Rows from a segmentation dataset:
/---

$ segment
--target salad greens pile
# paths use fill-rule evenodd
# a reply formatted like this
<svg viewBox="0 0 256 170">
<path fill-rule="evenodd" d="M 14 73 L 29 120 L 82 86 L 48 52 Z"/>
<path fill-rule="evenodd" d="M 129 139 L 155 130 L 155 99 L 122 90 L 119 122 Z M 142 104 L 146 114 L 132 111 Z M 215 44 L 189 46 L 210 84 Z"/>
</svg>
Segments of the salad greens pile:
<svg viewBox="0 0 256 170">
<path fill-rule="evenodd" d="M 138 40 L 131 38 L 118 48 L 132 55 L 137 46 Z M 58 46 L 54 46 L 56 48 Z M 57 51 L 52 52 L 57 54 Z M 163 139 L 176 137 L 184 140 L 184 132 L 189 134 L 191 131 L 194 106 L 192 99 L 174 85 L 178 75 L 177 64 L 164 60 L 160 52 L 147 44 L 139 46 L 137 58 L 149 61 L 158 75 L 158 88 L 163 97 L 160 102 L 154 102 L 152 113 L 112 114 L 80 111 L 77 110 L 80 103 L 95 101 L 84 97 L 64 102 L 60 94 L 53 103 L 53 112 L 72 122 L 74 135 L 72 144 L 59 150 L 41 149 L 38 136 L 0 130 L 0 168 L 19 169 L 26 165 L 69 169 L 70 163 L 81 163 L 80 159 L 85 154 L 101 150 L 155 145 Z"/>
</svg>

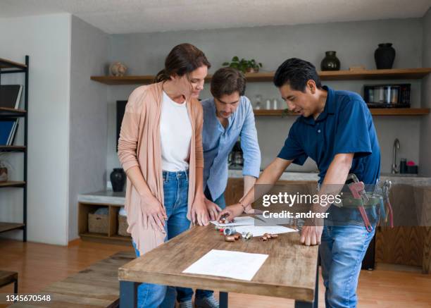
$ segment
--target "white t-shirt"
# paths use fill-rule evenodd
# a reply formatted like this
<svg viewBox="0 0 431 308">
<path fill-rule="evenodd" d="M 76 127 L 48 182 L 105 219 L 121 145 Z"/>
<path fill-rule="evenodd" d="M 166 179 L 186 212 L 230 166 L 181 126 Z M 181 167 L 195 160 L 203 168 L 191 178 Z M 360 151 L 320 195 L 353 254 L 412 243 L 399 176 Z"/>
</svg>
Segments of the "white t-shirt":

\---
/---

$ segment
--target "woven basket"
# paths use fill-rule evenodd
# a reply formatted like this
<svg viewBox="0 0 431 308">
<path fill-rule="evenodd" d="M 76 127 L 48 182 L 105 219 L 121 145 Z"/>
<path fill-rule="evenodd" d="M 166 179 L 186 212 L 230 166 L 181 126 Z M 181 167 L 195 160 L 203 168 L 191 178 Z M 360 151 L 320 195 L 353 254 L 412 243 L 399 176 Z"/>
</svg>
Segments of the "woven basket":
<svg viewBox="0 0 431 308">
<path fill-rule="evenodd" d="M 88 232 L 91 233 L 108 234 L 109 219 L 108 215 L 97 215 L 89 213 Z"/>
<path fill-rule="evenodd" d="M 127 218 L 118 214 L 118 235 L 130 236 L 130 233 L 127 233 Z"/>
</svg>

\---

Request
Please pick out each line of the data above that contains the word "woven", and copy every such line in full.

Exercise solution
--target "woven basket"
Segments of the "woven basket":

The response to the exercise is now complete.